- _SELECTED EXCERPT_
Varying policies are adopted given the different environmental backgrounds of each pilot; therefore, their final effects also differ. According to the research of Li et al. [35], this study analyzes the heterogeneous impact of different policies on enterprises’ EGS through the following model:

$$\begin{array}{l}{\mathrm{lnegs}}_{\mathrm{i}\mathrm{t}}={\mathsf{\alpha }}_0+{\mathsf{\alpha }}_1\mathrm{lnpe}+{\mathsf{\alpha }}_2\mathrm{lnnumber}+{\mathsf{\alpha }}_3\mathrm{lnccer}+{\mathsf{\alpha }}_4\mathrm{punish}+{\mathsf{\alpha }}_5{\mathrm{intensity}}_{\mathrm{it}}+{\mathsf{\alpha }}_6{\mathrm{grandfather}}_{\mathrm{it}}\\ +{\mathsf{\alpha }}_7{\mathrm{benchmark}}_{\mathrm{it}}+{\mathsf{\alpha }}_8{\mathrm{X}}_{\mathrm{it}}+{\mathsf{\mu }}_{\mathrm{c}}+{\mathsf{\gamma }}_{\mathrm{t}}+{\mathsf{\delta }}_{\mathrm{s}}+\mathrm{province}\ast \mathrm{year}+\mathrm{sector}\ast \mathrm{year}+{\mathsf{\epsilon }}_{\mathrm{i}\mathrm{t}}\end{array}$$

(5)

where lnpe and lnnumber are the logarithms of the total carbon quota allocation and of the number of enterprises covered in different pilot areas, respectively; lnccer is the logarithm of Chinese certified emission reduction (CCER) transaction volume in different pilot areas; punish indicates the economic punishment given by each pilot to enterprises that fail to submit the verification report and perform the contract on time, set according to the different punishment intensity as the natural numbers (1, 2, 3, 4, 5); and intensity, grandfather, and benchmark refers to historical intensity, grandfather, and benchmarking methods. If the pilot provinces for i enterprises in year t adopt benchmarking as the carbon quota allocation method, then the value is 1, and 0 otherwise. The interpretation for the other two methods is the same. In Equation (5), the city, year, and industry fixed effects are controlled. The samples used in this regression are from 2011 to 2016 in the pilot areas.

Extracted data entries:
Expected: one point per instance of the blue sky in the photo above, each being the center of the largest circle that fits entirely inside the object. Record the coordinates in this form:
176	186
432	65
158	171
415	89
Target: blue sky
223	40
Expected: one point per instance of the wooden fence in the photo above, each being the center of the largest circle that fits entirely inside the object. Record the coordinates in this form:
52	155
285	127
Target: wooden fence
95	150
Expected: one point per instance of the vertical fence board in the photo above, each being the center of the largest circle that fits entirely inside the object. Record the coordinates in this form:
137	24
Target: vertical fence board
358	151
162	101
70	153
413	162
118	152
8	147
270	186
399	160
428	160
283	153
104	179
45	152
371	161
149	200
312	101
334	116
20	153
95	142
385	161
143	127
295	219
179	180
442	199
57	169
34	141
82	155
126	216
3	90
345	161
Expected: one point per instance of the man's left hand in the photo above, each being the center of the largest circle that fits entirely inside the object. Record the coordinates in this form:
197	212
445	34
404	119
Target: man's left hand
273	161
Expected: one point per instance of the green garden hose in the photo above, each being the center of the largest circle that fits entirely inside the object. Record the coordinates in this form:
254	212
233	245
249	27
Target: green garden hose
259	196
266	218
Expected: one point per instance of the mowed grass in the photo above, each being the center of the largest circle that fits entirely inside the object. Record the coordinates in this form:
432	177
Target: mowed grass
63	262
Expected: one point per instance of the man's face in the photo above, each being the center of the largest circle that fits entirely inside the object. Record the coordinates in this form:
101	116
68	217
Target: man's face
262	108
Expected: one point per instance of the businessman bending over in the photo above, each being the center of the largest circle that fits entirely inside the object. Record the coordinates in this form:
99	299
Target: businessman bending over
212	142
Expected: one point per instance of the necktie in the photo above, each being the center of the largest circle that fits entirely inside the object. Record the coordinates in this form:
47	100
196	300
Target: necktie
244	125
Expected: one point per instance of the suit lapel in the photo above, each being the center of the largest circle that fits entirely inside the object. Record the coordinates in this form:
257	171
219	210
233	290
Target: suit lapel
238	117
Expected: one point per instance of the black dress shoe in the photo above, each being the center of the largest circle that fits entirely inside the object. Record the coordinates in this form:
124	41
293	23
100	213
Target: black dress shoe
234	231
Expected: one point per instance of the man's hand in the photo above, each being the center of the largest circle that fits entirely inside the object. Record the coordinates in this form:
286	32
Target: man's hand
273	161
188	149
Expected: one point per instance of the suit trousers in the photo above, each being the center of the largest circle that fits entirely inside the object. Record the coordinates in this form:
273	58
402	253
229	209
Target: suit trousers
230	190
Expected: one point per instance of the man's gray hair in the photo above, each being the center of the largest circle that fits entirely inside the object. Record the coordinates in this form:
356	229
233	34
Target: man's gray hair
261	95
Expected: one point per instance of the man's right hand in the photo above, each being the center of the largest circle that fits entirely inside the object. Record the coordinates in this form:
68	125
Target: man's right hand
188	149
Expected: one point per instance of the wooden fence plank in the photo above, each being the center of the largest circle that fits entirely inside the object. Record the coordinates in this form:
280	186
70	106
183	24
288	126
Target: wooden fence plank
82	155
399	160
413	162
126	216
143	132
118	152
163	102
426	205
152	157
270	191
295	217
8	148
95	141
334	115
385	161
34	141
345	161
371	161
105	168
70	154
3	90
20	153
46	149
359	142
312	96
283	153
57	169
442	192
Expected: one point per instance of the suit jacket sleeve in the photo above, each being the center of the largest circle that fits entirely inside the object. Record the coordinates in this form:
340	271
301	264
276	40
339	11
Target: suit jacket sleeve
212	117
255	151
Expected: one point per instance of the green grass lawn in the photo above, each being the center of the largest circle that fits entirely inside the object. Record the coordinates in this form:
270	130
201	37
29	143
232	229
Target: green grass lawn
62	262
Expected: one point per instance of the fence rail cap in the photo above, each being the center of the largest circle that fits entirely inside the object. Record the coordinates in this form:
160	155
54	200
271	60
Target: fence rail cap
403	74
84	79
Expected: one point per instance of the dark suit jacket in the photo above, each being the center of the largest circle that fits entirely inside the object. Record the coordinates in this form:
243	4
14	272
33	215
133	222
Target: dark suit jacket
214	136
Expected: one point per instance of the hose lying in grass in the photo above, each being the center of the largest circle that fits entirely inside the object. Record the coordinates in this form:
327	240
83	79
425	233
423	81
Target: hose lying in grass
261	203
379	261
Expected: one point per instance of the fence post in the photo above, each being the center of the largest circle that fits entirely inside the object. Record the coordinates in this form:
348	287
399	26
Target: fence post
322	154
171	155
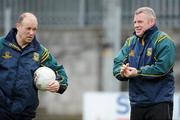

- _REQUIREMENTS_
[A] In the passage on carbon quota policies, what years do the regression samples cover?
[B] Carry on the passage on carbon quota policies from its final sentence.

- _ANSWERS GIVEN_
[A] The samples run from 2011 to 2016 in the pilot areas.

[B]
3.2. Data Description

3.2.1. Sample Selection

The selected sample study period to examine the impact of the CTPM on the EGS of listed enterprises is from 2005 to 2016. The main reasons for not choosing more recent latest years for the study are as follows. First, the data used to calculate the EGS of enterprises are mainly from China customs data (CCD) and the China Stock Market & Accounting Research (CSMAR) Database. CCD records the import and export and other relevant trade data of enterprises in detail, whereas CSMAR contains the financial and corporate governance data of Chinese listed enterprises. This study integrates and matches the two databases to obtain the export volume data of listed enterprises. The export volume data of CCD at the enterprise level is only available in 2016, and not the latest year. As such, the study period can only acquire data until 2016. Second, in 2017, the Chinese government issued the Construction Plan of National Carbon Emission Trading Market (Power Generation Industry), marking the official launch of NCET, which may interfere with the implementation effect of the CTPM. To better identify the effect of the CTPM on the EGS of enterprises and eliminate the potential impact of the NECT launch, we believe that it is also more important to limit the sample study period to 2016. When evaluating the impact of CTPM, the existing literature has also set the sampling period to 2016 for reasons of data availability and avoiding interference from other factors [25,35].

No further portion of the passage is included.